- _Exercise brief_: Nothing but the lines from the top of the following entries through the line with "box: [997, 589, 1224, 768]" should be printed, exactly as they are.
The data START
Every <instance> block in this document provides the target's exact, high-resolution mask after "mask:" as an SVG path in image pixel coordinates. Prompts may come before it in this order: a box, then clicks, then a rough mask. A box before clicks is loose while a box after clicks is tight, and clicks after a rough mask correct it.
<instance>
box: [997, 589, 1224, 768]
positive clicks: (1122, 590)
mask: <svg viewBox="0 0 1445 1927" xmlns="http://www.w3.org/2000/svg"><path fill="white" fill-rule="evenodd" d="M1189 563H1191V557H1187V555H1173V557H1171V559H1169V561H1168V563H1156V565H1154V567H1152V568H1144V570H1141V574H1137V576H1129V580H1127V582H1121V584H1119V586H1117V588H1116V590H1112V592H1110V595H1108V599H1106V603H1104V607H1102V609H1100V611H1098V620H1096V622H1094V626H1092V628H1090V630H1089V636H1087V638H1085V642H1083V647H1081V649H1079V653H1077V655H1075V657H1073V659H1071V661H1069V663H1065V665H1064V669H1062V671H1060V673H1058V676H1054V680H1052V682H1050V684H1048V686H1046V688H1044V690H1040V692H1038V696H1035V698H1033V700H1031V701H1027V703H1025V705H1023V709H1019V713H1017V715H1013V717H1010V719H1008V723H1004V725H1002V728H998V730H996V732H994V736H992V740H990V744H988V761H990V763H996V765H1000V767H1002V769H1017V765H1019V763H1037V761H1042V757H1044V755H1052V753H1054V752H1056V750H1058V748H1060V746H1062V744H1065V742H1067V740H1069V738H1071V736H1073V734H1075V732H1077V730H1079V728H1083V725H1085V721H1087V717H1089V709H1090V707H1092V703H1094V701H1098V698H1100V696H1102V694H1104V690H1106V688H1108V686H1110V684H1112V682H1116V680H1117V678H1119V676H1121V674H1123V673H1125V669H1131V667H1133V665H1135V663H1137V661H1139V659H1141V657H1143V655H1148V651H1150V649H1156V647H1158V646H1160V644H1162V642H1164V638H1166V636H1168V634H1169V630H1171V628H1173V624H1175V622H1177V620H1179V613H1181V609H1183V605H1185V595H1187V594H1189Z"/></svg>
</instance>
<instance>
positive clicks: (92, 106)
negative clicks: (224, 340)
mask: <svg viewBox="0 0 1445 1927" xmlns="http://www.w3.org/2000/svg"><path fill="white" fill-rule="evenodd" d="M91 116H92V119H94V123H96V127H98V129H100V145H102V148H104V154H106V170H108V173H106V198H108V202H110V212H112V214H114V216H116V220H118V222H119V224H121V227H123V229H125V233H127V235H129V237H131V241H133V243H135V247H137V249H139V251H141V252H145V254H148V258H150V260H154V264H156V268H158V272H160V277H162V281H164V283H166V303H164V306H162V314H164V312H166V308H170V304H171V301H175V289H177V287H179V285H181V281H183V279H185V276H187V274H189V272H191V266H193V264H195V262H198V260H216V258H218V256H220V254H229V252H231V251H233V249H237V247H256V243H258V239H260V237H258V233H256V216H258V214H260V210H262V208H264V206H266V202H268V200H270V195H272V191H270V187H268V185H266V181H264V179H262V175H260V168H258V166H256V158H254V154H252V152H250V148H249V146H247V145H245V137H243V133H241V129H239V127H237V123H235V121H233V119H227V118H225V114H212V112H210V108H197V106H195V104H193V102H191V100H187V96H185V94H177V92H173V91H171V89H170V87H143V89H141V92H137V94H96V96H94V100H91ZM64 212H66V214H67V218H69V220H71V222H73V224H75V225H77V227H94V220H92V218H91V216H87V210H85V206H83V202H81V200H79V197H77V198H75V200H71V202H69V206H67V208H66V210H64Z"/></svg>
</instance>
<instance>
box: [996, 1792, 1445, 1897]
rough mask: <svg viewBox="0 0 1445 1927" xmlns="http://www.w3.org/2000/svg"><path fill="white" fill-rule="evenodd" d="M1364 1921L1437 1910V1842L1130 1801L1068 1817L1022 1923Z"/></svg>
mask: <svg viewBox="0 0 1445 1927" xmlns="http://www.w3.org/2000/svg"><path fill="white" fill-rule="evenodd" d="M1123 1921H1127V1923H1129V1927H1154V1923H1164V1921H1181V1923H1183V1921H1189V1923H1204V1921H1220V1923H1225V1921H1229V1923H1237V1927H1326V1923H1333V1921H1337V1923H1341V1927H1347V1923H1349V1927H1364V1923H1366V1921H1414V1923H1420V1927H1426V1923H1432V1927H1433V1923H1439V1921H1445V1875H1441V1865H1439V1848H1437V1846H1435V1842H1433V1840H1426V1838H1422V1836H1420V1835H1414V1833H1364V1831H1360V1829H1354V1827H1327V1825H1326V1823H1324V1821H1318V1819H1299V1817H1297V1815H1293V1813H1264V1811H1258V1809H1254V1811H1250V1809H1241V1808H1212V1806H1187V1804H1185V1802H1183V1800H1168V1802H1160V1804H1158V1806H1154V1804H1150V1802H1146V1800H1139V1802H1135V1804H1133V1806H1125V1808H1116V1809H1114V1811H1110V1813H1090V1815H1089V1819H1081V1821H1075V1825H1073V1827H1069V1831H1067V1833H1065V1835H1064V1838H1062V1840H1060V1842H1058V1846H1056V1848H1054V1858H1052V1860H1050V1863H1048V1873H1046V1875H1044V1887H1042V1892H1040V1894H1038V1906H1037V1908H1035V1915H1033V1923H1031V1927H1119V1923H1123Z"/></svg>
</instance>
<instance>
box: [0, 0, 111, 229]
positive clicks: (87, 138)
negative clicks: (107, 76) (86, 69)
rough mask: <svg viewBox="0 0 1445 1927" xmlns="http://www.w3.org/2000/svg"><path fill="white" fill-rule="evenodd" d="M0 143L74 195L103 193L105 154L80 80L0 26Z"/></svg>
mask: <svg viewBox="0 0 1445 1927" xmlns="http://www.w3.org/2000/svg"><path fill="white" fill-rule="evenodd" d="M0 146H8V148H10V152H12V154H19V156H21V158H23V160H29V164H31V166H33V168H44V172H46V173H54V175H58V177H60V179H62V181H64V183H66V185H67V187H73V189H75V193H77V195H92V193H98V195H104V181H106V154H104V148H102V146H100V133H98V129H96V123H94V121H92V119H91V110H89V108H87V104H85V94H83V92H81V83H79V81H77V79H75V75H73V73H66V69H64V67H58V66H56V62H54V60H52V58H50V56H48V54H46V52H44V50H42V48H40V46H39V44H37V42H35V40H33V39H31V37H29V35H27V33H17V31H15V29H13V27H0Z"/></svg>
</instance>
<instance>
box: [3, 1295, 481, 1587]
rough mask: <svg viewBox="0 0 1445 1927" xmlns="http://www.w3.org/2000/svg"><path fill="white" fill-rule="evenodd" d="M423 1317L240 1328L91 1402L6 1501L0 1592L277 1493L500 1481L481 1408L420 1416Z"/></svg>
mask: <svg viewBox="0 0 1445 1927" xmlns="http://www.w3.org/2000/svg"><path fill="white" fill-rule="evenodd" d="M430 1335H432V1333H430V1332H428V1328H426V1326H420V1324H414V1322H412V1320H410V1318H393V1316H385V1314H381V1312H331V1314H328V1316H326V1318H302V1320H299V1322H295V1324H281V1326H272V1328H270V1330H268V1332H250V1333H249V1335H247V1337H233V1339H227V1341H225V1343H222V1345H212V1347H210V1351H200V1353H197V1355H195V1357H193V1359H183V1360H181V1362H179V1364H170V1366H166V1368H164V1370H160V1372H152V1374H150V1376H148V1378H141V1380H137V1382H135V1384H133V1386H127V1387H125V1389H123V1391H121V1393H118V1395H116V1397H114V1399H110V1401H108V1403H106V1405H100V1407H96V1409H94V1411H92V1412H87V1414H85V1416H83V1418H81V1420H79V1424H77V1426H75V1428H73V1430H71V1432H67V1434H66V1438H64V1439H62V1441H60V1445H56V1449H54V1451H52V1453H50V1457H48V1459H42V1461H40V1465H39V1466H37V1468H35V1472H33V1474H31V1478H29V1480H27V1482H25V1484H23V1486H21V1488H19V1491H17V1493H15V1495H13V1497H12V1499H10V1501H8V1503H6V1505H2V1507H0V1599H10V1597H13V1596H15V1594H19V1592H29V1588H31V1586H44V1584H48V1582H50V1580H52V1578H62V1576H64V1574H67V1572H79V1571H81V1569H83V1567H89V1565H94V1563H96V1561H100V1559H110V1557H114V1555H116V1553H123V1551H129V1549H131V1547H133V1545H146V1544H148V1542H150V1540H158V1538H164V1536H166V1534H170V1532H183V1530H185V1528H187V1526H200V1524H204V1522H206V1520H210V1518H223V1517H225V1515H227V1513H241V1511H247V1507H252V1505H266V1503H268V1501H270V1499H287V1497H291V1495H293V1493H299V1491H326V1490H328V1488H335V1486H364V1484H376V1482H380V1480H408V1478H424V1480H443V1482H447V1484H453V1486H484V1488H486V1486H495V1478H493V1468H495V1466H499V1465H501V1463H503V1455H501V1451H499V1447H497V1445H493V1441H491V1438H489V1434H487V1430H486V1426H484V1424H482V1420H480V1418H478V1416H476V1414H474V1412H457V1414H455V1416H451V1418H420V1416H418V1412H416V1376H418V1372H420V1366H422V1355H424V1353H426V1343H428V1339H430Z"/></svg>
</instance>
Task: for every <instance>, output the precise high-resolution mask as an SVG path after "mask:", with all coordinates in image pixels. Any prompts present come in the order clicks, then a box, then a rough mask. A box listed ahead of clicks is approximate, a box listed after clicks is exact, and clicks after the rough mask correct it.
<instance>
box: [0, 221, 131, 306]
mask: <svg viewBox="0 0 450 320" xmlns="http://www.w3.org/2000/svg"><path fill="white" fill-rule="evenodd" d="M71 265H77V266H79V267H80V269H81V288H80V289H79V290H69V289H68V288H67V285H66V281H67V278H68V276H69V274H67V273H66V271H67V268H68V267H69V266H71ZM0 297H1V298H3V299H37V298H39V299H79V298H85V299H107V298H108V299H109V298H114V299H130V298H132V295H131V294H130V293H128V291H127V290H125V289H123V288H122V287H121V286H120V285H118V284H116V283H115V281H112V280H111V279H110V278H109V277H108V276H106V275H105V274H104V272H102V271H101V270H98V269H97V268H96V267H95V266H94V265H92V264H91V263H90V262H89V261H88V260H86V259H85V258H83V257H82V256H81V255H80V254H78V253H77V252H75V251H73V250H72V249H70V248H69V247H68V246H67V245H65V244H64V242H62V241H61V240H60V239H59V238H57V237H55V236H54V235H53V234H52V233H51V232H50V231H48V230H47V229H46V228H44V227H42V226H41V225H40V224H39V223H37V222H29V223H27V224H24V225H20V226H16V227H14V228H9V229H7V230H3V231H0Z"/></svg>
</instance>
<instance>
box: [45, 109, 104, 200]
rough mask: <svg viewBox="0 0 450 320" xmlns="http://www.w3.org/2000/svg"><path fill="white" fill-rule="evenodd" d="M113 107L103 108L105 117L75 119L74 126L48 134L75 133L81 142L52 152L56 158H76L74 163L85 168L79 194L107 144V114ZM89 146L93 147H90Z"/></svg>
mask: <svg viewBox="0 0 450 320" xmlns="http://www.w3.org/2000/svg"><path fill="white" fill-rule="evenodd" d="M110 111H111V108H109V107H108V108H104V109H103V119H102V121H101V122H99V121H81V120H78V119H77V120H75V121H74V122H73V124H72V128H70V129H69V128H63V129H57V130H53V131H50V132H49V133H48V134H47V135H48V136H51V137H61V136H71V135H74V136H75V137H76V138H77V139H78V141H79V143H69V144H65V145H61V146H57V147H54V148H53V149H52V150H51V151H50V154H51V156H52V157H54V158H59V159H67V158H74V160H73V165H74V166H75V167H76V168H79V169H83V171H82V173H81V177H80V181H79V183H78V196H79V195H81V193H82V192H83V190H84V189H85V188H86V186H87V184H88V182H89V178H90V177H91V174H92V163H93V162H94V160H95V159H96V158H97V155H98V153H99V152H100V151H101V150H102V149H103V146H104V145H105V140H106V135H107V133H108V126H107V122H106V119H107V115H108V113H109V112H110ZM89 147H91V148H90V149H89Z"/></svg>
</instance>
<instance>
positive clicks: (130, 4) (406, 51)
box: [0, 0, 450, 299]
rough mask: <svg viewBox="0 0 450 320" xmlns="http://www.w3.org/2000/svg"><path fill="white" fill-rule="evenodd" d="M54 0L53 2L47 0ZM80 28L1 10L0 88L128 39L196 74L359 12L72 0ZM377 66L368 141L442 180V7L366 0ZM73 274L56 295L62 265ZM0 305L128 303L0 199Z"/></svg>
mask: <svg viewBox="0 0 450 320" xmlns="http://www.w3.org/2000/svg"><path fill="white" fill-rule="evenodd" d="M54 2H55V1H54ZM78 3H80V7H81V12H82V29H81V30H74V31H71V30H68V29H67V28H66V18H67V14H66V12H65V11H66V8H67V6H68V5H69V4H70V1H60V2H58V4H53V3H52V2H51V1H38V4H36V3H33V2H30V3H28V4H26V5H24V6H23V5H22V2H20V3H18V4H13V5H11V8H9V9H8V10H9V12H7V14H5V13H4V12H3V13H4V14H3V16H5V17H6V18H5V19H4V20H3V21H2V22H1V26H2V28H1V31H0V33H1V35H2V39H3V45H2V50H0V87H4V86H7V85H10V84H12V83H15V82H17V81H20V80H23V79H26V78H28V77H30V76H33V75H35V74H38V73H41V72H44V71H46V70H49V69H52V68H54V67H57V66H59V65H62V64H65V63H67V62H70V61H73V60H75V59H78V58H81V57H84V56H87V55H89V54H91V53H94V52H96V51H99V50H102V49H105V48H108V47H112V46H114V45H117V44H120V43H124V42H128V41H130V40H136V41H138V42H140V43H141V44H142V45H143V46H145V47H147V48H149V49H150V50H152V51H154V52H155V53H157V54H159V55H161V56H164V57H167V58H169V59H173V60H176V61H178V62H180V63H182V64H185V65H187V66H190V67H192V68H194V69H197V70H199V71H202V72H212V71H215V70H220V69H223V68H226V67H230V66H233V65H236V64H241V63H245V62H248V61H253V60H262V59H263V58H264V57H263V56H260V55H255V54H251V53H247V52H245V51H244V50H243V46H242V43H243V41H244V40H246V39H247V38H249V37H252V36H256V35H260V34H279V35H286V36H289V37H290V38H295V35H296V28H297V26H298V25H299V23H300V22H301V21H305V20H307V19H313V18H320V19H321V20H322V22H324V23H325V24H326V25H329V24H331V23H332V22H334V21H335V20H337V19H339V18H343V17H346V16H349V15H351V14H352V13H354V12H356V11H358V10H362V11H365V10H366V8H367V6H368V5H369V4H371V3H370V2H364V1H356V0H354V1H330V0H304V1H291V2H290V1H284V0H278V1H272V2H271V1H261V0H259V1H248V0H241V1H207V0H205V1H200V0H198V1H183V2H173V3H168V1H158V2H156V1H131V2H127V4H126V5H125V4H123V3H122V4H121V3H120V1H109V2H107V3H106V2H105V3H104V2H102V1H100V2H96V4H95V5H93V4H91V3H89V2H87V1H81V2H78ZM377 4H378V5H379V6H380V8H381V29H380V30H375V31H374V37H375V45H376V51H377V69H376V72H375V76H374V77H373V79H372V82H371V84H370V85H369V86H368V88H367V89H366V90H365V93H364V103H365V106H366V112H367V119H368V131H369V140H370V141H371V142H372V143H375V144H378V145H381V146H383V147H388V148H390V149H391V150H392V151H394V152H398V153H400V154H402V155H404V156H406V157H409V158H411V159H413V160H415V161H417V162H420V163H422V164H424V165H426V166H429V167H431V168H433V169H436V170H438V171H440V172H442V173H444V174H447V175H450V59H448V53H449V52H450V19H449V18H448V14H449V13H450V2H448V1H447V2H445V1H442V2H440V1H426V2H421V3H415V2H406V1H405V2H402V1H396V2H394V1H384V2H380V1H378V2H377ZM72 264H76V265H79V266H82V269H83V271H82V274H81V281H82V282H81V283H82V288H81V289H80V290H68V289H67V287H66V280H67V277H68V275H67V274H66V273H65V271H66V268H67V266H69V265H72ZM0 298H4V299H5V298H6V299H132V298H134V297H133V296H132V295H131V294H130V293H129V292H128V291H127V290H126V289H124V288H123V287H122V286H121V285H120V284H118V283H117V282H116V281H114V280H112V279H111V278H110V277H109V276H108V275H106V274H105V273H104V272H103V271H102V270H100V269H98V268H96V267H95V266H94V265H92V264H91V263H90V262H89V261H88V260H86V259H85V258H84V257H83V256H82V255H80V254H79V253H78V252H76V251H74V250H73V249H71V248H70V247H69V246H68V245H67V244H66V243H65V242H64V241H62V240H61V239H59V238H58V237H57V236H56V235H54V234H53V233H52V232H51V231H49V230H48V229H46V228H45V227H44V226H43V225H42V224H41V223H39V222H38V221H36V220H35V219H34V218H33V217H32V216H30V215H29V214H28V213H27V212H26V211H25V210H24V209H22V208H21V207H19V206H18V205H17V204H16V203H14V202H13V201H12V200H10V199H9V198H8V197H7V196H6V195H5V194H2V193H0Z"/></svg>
The data END
- _Solution for this problem_:
Every <instance> block in this document provides the target's exact, high-resolution mask after "mask:" as an SVG path in image pixel coordinates. Prompts may come before it in this order: a box, then clicks, then a rough mask. A box before clicks is loose while a box after clicks is tight, and clicks after a rough mask correct it.
<instance>
box: [997, 589, 1224, 768]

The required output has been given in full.